• Document segment:
______

Intermediate Spanish I (SPAN 211), Susana Perez Castillejo
The Sustainable Communities Partnership is partnering with the Department of Biology's Pollinator Path to add multi-disciplinary and community educational value to the pollinator path. Students in Theology 101 and Spanish 211 (paired courses) will develop content for the Pollinator Path; this project work will also provide a framework for discussion and practice of the courses’ learning objectives. Spanish 211 students will provide basic translation of key directions and actions related to exploring and understanding the Pollinator Path. Translated content will be included on the Pollinator Path website.
The Christian Theological Tradition (THEO 101), Angela Senander
The Sustainable Communities Partnership is partnering with the Department of Biology's Pollinator Path to add multi-disciplinary and community educational value to the pollinator path. Students in Theology 101 and Spanish 211 (paired courses) will develop content for the Pollinator Path; this project work will also provide a framework for discussion and practice of the courses’ learning objectives. Theology 101 students will identify quotes from Pope Francis’ encyclical, Laudato Si’, that interpret the Pollinator Path as an expression of care for creation from Catholic social teaching. Encyclical quotes will be included on the Pollinator Path website.
Sustainability and Art Collaborations
The Sustainable Communities Partnership is launching a new initiative to link courses with sustainability public art endeavors. Our first collaboration is with AirBooth.
AirBooth is a digitally connected interactive sculpture which combines Art and Science to communicate air quality data in a compelling way. It is a data visceralization project using both physical and virtual elements. It collects air quality data from around the world in real time, and processes it into sounds and images. The purpose of the AirBooth is to stimulate an emotional response and promote thought about air quality. The final product is intended to be exhibited in a public setting, such as a science museum or art gallery, with the potential to travel around the country, or have multiple AirBooths installed around the world. When you step into the AirBooth and pull up the AirBooth.net website on a smartphone, you take control of the booth. Real-time air quality data is translated into both visual and aural representations, engaging the user in a visceral way. This is designed to prompt contemplation and provide an opportunity for deeper engagement.
Courses at the University of St. Thomas are collaborating with AirBooth creators to improve the design and function of the AirBooth.
Engineering Senior Design Clinic
The AirBooth collects air quality data from around the word in real time, and processes it into sounds and images. The sounds are played in the AirBooth and the user controls the booth’s ‘location’ and sees the visual representation through the smartphone app. The AirBooth has three components: 1) the physical AirBooth 2) the webapp and backend, and 3) the Arduino interface between components 1 and 2.
Engineering Senior Design students will take the current proof-of- concept prototype and develop it to a working pre-production model capable of generating sound using air (rather than using speakers), with minimal energy usage, and a human powered element. Students will also consider the design aesthetic of the final piece.
Writing/Designing for the Web (COJO 258), John Keston
The vision is for the AirBooth to be a gateway to further information and exploration about air quality. COJO 258 students will provide first level curated web information that leads the user to further information elsewhere. Students will write and design content for the AirBooth website in a responsive web format capable of integration with the current AirBooth web app.

______

• Records supplied:

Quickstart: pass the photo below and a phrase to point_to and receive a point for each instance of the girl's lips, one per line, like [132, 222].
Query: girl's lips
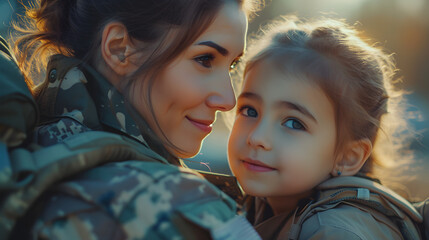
[256, 166]
[204, 125]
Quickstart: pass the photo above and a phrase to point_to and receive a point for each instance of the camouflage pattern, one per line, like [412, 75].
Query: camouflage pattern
[118, 200]
[18, 110]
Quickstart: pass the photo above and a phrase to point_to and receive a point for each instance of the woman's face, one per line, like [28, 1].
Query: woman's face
[188, 93]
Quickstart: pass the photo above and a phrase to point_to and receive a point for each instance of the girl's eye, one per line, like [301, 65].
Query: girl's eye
[294, 124]
[248, 112]
[205, 60]
[234, 64]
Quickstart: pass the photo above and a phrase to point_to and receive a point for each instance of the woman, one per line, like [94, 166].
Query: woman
[153, 71]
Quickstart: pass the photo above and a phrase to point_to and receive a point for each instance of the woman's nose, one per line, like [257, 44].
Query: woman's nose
[222, 97]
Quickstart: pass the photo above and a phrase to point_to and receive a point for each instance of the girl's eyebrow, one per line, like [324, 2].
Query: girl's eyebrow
[218, 48]
[297, 107]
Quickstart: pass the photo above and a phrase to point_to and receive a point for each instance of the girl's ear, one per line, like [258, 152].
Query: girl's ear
[353, 158]
[116, 47]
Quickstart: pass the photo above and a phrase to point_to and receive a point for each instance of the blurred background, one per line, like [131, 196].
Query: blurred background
[399, 26]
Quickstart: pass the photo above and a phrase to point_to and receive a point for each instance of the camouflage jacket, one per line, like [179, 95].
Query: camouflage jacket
[120, 200]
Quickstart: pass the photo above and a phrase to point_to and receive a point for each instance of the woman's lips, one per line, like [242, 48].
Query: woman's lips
[203, 125]
[256, 166]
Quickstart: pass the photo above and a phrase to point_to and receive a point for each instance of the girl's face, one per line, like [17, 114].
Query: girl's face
[188, 93]
[283, 139]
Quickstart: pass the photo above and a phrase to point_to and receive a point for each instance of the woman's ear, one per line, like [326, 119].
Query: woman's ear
[353, 158]
[116, 47]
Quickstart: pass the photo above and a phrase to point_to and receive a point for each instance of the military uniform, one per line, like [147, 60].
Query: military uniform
[156, 199]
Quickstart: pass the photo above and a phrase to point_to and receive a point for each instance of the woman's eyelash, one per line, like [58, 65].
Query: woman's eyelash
[205, 60]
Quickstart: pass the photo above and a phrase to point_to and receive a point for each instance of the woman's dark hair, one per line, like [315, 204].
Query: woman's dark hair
[74, 28]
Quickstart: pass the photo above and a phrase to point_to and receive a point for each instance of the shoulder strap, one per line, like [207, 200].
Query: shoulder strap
[31, 173]
[363, 197]
[423, 209]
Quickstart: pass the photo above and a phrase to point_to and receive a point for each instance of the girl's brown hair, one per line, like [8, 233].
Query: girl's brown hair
[357, 77]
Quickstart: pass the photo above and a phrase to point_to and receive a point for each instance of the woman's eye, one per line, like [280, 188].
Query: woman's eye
[248, 112]
[294, 124]
[205, 60]
[234, 64]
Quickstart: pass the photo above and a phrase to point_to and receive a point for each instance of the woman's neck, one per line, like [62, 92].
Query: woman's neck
[286, 204]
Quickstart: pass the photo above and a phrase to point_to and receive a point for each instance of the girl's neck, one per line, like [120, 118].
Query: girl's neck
[286, 204]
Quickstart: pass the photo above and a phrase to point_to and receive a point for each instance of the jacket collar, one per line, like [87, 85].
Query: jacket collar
[76, 90]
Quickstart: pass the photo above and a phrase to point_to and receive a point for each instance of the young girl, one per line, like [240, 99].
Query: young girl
[308, 122]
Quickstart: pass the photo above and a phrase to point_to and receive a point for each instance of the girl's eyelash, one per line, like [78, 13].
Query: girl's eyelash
[205, 60]
[234, 64]
[240, 111]
[300, 127]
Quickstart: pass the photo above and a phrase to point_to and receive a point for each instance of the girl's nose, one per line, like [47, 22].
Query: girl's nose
[259, 137]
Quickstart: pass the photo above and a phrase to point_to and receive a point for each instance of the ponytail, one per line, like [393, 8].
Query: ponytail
[44, 33]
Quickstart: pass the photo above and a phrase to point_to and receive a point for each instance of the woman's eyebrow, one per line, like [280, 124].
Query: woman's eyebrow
[220, 49]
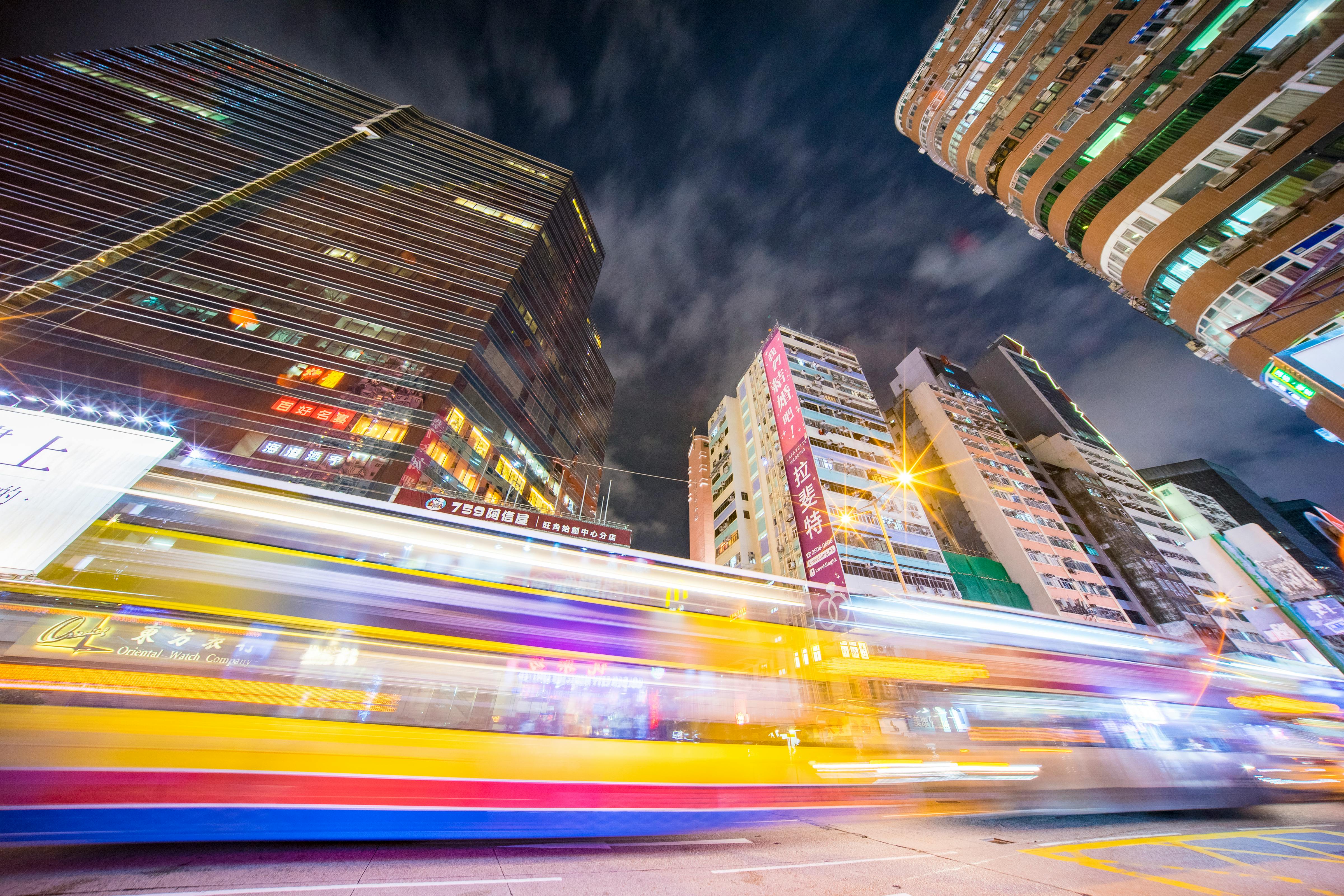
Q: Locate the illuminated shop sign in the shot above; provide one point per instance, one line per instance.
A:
(1301, 371)
(58, 475)
(820, 557)
(476, 510)
(510, 475)
(338, 418)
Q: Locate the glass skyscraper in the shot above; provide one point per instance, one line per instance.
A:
(298, 277)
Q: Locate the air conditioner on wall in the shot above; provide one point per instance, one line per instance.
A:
(1138, 66)
(1226, 176)
(1112, 92)
(1229, 249)
(1195, 61)
(1163, 38)
(1326, 183)
(1186, 13)
(1275, 218)
(1158, 97)
(1273, 139)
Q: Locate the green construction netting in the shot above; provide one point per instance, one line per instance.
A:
(986, 581)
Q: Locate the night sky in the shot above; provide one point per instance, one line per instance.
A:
(743, 167)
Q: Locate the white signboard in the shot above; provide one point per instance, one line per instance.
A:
(57, 476)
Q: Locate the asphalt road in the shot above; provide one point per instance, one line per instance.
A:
(1272, 851)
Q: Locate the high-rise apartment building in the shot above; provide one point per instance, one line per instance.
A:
(1190, 152)
(699, 499)
(1245, 506)
(299, 277)
(983, 496)
(1200, 514)
(806, 480)
(1104, 494)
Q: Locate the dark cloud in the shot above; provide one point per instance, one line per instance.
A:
(743, 169)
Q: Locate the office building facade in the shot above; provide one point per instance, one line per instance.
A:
(300, 279)
(806, 412)
(1187, 152)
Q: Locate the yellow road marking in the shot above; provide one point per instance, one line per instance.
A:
(1077, 853)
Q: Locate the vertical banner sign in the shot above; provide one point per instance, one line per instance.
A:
(57, 476)
(820, 557)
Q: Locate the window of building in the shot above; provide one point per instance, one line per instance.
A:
(1292, 23)
(1289, 105)
(1186, 187)
(380, 429)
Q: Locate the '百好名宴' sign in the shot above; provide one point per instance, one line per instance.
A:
(475, 510)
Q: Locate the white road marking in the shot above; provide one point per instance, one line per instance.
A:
(584, 846)
(687, 843)
(299, 890)
(600, 844)
(846, 862)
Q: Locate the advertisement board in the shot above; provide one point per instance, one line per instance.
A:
(820, 558)
(58, 475)
(472, 508)
(1323, 614)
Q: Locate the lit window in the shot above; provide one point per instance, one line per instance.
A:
(535, 499)
(479, 442)
(510, 475)
(495, 213)
(380, 429)
(1304, 14)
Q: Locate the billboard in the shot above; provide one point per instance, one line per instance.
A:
(476, 508)
(58, 475)
(1323, 614)
(820, 558)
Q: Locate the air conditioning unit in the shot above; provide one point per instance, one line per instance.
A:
(1195, 61)
(1275, 218)
(1158, 97)
(1162, 39)
(1226, 176)
(1273, 139)
(1186, 13)
(1233, 248)
(1327, 183)
(1138, 66)
(1112, 92)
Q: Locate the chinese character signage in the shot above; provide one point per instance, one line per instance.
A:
(58, 475)
(820, 558)
(478, 510)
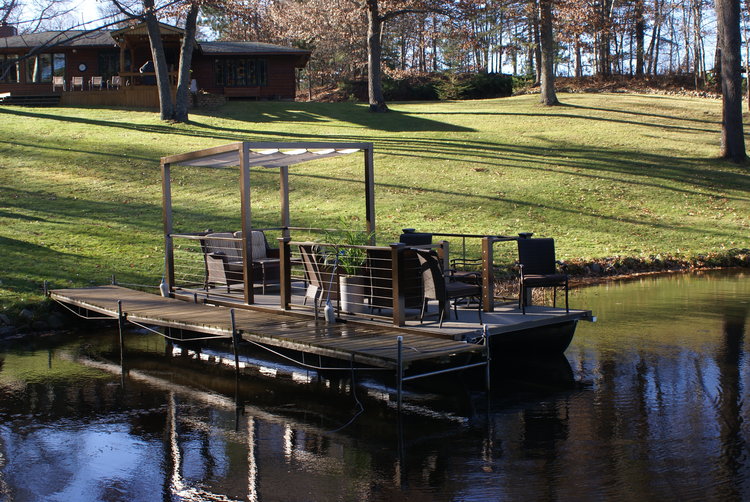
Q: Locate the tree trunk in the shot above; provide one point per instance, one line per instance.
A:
(537, 47)
(547, 65)
(728, 24)
(166, 107)
(374, 51)
(640, 28)
(182, 98)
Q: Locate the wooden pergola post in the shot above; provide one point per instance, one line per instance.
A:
(247, 226)
(370, 194)
(166, 205)
(284, 196)
(488, 275)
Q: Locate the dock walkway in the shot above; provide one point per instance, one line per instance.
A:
(359, 343)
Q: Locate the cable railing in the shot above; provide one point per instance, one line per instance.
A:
(351, 281)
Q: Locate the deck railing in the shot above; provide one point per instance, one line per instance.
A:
(384, 282)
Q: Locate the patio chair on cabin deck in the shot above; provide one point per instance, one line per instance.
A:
(380, 271)
(223, 260)
(438, 287)
(536, 259)
(115, 82)
(97, 81)
(76, 82)
(222, 252)
(265, 259)
(58, 81)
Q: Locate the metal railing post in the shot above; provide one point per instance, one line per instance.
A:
(120, 322)
(487, 354)
(399, 370)
(285, 272)
(488, 275)
(235, 343)
(399, 302)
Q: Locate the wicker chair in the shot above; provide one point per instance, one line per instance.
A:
(536, 258)
(222, 252)
(437, 287)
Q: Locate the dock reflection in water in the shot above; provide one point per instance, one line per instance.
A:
(647, 403)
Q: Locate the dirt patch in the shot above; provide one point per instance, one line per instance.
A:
(672, 85)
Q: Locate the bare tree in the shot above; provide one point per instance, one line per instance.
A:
(728, 27)
(170, 110)
(547, 40)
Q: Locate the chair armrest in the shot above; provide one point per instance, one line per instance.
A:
(218, 255)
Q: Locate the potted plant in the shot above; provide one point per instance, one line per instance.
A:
(350, 265)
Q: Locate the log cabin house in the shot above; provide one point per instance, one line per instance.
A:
(76, 67)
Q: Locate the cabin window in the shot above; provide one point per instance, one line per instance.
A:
(9, 68)
(241, 72)
(44, 66)
(109, 64)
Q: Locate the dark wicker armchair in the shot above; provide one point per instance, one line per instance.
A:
(536, 258)
(437, 287)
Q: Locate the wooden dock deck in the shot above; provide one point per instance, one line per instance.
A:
(373, 345)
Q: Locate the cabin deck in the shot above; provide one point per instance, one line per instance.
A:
(372, 343)
(365, 344)
(504, 319)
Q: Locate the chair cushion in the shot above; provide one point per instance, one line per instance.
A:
(459, 289)
(257, 244)
(545, 280)
(223, 247)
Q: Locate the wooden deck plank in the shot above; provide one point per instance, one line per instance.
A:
(370, 344)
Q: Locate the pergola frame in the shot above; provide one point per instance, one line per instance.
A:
(249, 154)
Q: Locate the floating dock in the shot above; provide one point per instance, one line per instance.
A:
(360, 343)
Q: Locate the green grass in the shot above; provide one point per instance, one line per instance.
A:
(606, 174)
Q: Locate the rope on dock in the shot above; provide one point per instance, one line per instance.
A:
(200, 338)
(90, 318)
(324, 368)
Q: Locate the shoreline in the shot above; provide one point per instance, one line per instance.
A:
(46, 318)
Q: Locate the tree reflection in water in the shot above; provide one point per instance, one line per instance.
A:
(646, 404)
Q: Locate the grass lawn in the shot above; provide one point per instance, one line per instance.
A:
(605, 174)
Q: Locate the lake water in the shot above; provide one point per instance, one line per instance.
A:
(649, 403)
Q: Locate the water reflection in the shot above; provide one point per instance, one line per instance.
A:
(647, 403)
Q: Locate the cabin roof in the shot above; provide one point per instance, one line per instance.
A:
(68, 38)
(106, 38)
(247, 48)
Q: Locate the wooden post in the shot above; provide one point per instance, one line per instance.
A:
(399, 303)
(370, 195)
(247, 226)
(166, 207)
(488, 275)
(444, 255)
(285, 272)
(284, 196)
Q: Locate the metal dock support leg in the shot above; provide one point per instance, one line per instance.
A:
(487, 354)
(235, 343)
(400, 370)
(120, 323)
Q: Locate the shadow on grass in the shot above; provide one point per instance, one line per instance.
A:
(314, 113)
(459, 199)
(24, 263)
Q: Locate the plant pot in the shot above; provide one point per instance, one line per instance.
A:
(353, 292)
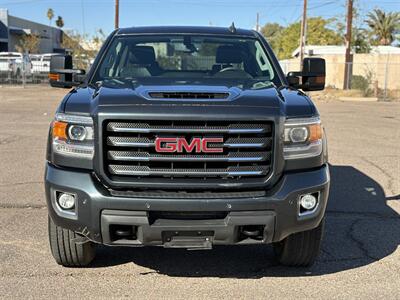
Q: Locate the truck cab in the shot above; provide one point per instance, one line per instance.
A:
(186, 137)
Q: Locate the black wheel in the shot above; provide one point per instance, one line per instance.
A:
(300, 249)
(66, 251)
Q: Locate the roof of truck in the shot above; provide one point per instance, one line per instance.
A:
(186, 30)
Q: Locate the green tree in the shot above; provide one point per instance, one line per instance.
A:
(360, 36)
(383, 26)
(60, 22)
(318, 33)
(50, 15)
(272, 32)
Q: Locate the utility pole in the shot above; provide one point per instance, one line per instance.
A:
(348, 68)
(116, 14)
(258, 23)
(303, 33)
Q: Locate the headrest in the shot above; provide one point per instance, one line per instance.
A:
(229, 54)
(142, 55)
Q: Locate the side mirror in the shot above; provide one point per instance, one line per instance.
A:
(62, 74)
(311, 77)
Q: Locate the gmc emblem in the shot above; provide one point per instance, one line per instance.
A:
(181, 144)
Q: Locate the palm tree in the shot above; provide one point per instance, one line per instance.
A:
(383, 25)
(50, 15)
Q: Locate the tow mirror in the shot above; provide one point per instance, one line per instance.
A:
(311, 77)
(62, 74)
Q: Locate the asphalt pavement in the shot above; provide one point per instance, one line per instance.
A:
(360, 255)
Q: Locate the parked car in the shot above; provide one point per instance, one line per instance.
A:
(15, 65)
(149, 150)
(41, 62)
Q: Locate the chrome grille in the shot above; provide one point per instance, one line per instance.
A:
(129, 150)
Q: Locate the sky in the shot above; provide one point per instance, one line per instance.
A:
(87, 16)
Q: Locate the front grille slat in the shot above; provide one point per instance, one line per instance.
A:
(188, 95)
(230, 142)
(146, 128)
(129, 151)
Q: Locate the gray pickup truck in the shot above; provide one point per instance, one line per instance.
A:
(186, 137)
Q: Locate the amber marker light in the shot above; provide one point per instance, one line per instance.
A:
(315, 132)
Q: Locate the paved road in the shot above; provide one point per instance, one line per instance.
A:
(360, 256)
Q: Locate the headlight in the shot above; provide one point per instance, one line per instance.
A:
(302, 138)
(73, 136)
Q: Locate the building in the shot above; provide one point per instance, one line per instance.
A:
(311, 50)
(12, 29)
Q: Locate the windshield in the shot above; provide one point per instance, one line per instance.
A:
(185, 57)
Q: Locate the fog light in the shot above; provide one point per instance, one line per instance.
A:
(308, 202)
(66, 201)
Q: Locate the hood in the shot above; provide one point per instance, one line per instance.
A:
(171, 99)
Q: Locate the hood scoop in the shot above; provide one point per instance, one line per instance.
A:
(177, 95)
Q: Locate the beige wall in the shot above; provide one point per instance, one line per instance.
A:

______

• What the task asks: Please copy the Sustainable Communities Partnership text between "Courses at the" and "the final piece.", inclusive, replacing "Arduino interface" with "microcontroller interface".

• Result of the task:
Courses at the University of St. Thomas are collaborating with AirBooth creators to improve the design and function of the AirBooth.
Engineering Senior Design Clinic
The AirBooth collects air quality data from around the word in real time, and processes it into sounds and images. The sounds are played in the AirBooth and the user controls the booth’s ‘location’ and sees the visual representation through the smartphone app. The AirBooth has three components: 1) the physical AirBooth 2) the webapp and backend, and 3) the microcontroller interface between components 1 and 2.
Engineering Senior Design students will take the current proof-of- concept prototype and develop it to a working pre-production model capable of generating sound using air (rather than using speakers), with minimal energy usage, and a human powered element. Students will also consider the design aesthetic of the final piece.